▶ [Prompt]:
An exact reproduction of all the entries is what the answer must contain.

◇ ◇ ◇

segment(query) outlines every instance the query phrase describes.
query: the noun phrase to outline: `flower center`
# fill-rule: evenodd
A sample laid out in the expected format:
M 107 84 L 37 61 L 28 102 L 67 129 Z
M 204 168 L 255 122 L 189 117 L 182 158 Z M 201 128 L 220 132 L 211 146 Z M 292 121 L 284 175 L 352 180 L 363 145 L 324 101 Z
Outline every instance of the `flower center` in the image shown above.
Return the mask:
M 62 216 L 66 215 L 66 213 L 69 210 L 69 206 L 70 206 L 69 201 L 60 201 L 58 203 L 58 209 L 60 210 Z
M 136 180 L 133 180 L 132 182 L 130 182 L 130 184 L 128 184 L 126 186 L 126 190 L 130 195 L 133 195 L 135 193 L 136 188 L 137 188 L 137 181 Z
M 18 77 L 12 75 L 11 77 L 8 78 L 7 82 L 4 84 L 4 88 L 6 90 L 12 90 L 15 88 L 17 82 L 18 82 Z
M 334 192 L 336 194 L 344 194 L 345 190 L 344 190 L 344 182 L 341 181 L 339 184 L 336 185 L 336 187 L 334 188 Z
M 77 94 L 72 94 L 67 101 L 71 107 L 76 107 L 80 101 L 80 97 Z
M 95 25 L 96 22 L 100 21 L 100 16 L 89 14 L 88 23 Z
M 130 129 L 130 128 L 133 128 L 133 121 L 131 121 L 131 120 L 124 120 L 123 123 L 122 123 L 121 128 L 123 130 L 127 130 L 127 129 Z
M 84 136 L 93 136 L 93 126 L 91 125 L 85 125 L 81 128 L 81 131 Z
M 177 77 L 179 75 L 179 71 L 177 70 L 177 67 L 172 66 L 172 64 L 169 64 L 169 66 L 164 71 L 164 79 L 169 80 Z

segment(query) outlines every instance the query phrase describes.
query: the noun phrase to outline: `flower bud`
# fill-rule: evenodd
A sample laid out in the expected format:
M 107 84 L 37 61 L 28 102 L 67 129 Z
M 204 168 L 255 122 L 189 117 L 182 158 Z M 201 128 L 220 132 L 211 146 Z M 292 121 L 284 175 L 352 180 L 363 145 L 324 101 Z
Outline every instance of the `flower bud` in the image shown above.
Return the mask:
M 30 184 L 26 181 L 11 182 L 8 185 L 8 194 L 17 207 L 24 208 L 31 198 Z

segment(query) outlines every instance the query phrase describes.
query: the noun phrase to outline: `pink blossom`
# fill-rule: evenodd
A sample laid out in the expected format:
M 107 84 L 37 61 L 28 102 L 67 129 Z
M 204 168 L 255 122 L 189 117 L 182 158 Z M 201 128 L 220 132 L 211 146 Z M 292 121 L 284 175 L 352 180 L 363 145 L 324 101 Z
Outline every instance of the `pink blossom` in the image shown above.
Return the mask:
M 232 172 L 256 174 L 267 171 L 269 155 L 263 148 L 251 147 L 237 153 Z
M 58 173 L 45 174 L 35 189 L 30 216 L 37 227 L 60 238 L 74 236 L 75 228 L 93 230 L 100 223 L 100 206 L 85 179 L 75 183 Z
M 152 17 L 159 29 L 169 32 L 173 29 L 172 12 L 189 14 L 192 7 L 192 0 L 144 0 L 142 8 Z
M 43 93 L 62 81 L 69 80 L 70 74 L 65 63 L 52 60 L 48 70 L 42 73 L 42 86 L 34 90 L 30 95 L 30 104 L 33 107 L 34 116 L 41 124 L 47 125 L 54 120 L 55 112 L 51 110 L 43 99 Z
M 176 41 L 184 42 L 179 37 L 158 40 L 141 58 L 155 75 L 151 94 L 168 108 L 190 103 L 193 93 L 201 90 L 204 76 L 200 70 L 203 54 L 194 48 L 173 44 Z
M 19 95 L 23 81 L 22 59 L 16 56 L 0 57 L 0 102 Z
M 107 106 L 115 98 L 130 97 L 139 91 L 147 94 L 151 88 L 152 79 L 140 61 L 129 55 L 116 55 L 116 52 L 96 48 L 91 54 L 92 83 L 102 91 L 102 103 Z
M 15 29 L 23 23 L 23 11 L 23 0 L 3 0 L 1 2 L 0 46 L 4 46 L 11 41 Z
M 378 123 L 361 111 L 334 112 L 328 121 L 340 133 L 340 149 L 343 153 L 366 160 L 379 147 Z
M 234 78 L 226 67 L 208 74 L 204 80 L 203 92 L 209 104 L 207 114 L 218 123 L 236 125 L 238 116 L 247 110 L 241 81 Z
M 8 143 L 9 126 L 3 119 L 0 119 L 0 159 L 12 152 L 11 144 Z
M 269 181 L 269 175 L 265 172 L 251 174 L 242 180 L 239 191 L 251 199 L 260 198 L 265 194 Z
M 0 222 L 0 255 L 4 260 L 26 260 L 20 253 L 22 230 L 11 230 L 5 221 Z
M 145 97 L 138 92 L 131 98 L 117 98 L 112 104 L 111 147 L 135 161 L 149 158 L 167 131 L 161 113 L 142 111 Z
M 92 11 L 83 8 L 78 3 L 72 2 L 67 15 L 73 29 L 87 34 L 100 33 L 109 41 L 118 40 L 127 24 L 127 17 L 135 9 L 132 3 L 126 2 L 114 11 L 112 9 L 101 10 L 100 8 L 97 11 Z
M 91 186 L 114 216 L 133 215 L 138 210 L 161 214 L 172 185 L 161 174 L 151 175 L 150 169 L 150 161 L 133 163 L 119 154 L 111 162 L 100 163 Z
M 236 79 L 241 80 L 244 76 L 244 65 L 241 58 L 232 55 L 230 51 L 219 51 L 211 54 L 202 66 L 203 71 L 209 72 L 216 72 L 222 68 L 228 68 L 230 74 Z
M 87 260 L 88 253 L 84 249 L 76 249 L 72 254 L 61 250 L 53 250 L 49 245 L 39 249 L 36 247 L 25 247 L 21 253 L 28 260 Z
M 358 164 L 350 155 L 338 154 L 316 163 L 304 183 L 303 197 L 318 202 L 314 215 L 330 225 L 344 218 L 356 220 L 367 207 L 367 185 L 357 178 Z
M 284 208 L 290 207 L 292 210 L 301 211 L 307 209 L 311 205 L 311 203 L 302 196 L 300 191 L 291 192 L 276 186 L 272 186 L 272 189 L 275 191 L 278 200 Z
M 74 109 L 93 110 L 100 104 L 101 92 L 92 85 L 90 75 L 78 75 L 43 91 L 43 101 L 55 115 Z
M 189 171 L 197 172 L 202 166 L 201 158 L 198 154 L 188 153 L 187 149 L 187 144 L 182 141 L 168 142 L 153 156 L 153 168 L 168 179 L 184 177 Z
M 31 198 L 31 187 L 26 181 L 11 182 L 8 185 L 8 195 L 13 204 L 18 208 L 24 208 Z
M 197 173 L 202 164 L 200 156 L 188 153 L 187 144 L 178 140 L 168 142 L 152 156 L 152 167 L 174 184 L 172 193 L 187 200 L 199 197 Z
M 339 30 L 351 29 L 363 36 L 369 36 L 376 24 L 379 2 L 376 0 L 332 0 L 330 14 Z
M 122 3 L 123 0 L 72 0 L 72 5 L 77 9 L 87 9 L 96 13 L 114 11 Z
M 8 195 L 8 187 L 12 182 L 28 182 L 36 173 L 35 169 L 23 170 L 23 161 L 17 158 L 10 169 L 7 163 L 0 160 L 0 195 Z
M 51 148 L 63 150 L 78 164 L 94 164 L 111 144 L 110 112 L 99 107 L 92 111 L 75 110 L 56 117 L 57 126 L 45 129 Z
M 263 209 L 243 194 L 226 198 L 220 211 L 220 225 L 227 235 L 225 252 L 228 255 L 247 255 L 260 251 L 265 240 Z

◇ ◇ ◇

▶ [Answer to this problem]:
segment(query) outlines every instance the query phrase describes.
query: the noun phrase to outline: `flower center`
# fill-rule: evenodd
A sample laid out in the expected format:
M 107 84 L 37 61 L 28 102 L 67 129 Z
M 204 168 L 255 122 L 189 117 L 182 158 Z M 201 128 L 220 132 L 211 146 Z M 292 121 L 284 175 L 352 180 L 363 145 L 324 101 Z
Outline every instance of the `flower center` in the image shown above.
Return the mask:
M 62 216 L 66 215 L 66 213 L 69 210 L 69 206 L 70 206 L 69 201 L 60 201 L 58 203 L 58 209 L 60 210 Z
M 136 180 L 133 180 L 132 182 L 130 182 L 130 184 L 128 184 L 126 186 L 126 190 L 130 195 L 133 195 L 135 193 L 136 188 L 137 188 L 137 181 Z
M 18 77 L 12 75 L 11 77 L 8 78 L 7 82 L 4 84 L 4 88 L 6 90 L 12 90 L 15 88 L 17 82 L 18 82 Z
M 334 192 L 336 194 L 344 194 L 345 190 L 344 190 L 344 182 L 341 181 L 339 184 L 336 185 L 336 187 L 334 188 Z
M 77 94 L 72 94 L 67 101 L 71 107 L 76 107 L 80 101 L 80 97 Z
M 95 25 L 96 22 L 100 21 L 100 16 L 89 14 L 88 23 Z
M 130 129 L 130 128 L 133 128 L 133 121 L 131 121 L 131 120 L 124 120 L 123 123 L 122 123 L 121 128 L 123 130 L 127 130 L 127 129 Z
M 84 136 L 93 136 L 93 126 L 91 125 L 85 125 L 81 128 L 81 131 Z
M 177 77 L 179 75 L 179 71 L 177 70 L 177 67 L 172 66 L 172 64 L 169 64 L 169 66 L 164 71 L 164 79 L 169 80 Z

segment(query) outlines every instance the query phrase describes.
query: the noun phrase to outline: `flower bud`
# fill-rule: evenodd
A sample laid out in the expected format:
M 107 84 L 37 61 L 28 102 L 67 129 Z
M 204 168 L 255 122 L 189 117 L 182 158 Z M 201 128 L 220 132 L 211 146 Z M 292 121 L 284 175 L 352 180 L 363 145 L 324 101 Z
Outline every instance of the `flower bud` in the image shown above.
Return the mask:
M 30 184 L 26 181 L 11 182 L 8 185 L 8 194 L 17 207 L 24 208 L 31 198 Z

segment(query) outlines every instance the query phrase describes.
query: the noun phrase to outline: `pink blossom`
# fill-rule: evenodd
A sample laid out in the expected format:
M 107 84 L 37 61 L 28 102 L 67 129 Z
M 204 168 L 255 122 L 189 117 L 182 158 Z M 201 128 L 220 132 L 211 146 Z M 292 121 L 284 175 L 352 180 L 363 145 L 324 101 Z
Outline every instance of the `pink blossom` in the image shown above.
Return the mask:
M 232 172 L 256 174 L 267 171 L 269 155 L 263 148 L 251 147 L 237 153 Z
M 58 173 L 45 174 L 35 189 L 30 216 L 37 227 L 60 238 L 74 236 L 75 228 L 93 230 L 100 223 L 100 206 L 85 179 L 75 183 Z
M 152 17 L 159 29 L 169 32 L 173 29 L 172 12 L 189 14 L 192 7 L 192 0 L 144 0 L 142 8 Z
M 43 93 L 62 81 L 69 80 L 70 74 L 65 63 L 52 60 L 48 70 L 42 73 L 42 86 L 34 90 L 30 95 L 30 104 L 33 107 L 34 116 L 41 124 L 47 125 L 54 120 L 55 112 L 51 110 L 43 99 Z
M 176 41 L 184 42 L 179 37 L 158 40 L 141 58 L 155 75 L 151 94 L 168 108 L 190 103 L 193 93 L 201 90 L 204 76 L 200 70 L 203 54 L 194 48 L 173 44 Z
M 19 95 L 23 81 L 22 59 L 16 56 L 0 57 L 0 102 Z
M 107 106 L 115 98 L 130 97 L 139 91 L 147 94 L 151 88 L 152 79 L 140 61 L 129 55 L 116 55 L 116 52 L 96 48 L 91 54 L 92 83 L 102 91 L 102 103 Z
M 15 29 L 23 23 L 23 11 L 23 0 L 3 0 L 1 2 L 0 46 L 4 46 L 11 41 Z
M 378 123 L 361 111 L 334 112 L 328 121 L 340 133 L 340 149 L 343 153 L 366 160 L 379 147 Z
M 234 78 L 226 67 L 208 74 L 204 80 L 203 92 L 209 104 L 207 114 L 218 123 L 236 125 L 238 116 L 247 110 L 241 81 Z
M 8 143 L 9 126 L 3 119 L 0 119 L 0 159 L 12 152 L 11 144 Z
M 269 181 L 269 175 L 265 172 L 251 174 L 242 180 L 239 191 L 251 199 L 260 198 L 265 194 Z
M 0 222 L 0 255 L 4 260 L 26 260 L 20 253 L 22 230 L 11 230 L 5 221 Z
M 145 97 L 138 92 L 131 98 L 117 98 L 112 104 L 111 147 L 135 161 L 149 158 L 167 131 L 161 113 L 142 111 Z
M 92 11 L 83 8 L 78 3 L 72 2 L 67 15 L 73 29 L 87 34 L 100 33 L 109 41 L 118 40 L 127 24 L 127 17 L 135 9 L 132 3 L 126 2 L 114 11 L 112 9 L 101 10 L 100 8 L 97 11 Z
M 91 186 L 114 216 L 133 215 L 138 210 L 161 214 L 172 185 L 161 174 L 151 175 L 150 169 L 150 161 L 133 163 L 119 154 L 111 162 L 100 163 Z
M 236 79 L 241 80 L 244 76 L 244 65 L 241 58 L 232 55 L 230 51 L 219 51 L 211 54 L 202 66 L 203 71 L 209 72 L 216 72 L 222 68 L 228 68 L 230 74 Z
M 87 260 L 88 253 L 84 249 L 76 249 L 72 254 L 61 250 L 53 250 L 49 245 L 39 249 L 36 247 L 25 247 L 21 253 L 28 260 Z
M 358 164 L 350 155 L 338 154 L 316 163 L 304 183 L 303 197 L 318 202 L 314 215 L 330 225 L 344 218 L 356 220 L 367 207 L 367 185 L 357 178 Z
M 284 208 L 290 207 L 292 210 L 301 211 L 307 209 L 311 205 L 311 203 L 302 196 L 300 191 L 291 192 L 276 186 L 272 186 L 272 189 L 275 191 L 278 200 Z
M 74 109 L 93 110 L 100 104 L 101 92 L 92 85 L 90 75 L 78 75 L 43 91 L 43 101 L 55 115 Z
M 189 171 L 197 172 L 202 166 L 201 158 L 198 154 L 188 153 L 187 149 L 187 144 L 182 141 L 168 142 L 153 156 L 153 168 L 168 179 L 184 177 Z
M 31 198 L 31 187 L 26 181 L 11 182 L 8 185 L 8 195 L 13 204 L 18 208 L 24 208 Z
M 197 173 L 202 164 L 200 156 L 188 153 L 187 144 L 178 140 L 168 142 L 152 156 L 152 167 L 174 184 L 172 193 L 187 200 L 199 197 Z
M 339 30 L 351 29 L 363 36 L 369 36 L 376 24 L 379 2 L 376 0 L 332 0 L 330 14 Z
M 122 3 L 123 0 L 72 0 L 72 5 L 77 9 L 87 9 L 96 13 L 114 11 Z
M 8 195 L 8 187 L 12 182 L 28 182 L 36 173 L 35 169 L 23 170 L 23 161 L 17 158 L 10 169 L 7 163 L 0 160 L 0 195 Z
M 51 148 L 63 150 L 78 164 L 94 164 L 111 144 L 110 112 L 99 107 L 92 111 L 75 110 L 56 117 L 57 126 L 45 129 Z
M 263 209 L 243 194 L 226 198 L 220 211 L 220 225 L 227 235 L 225 252 L 228 255 L 247 255 L 260 251 L 265 240 Z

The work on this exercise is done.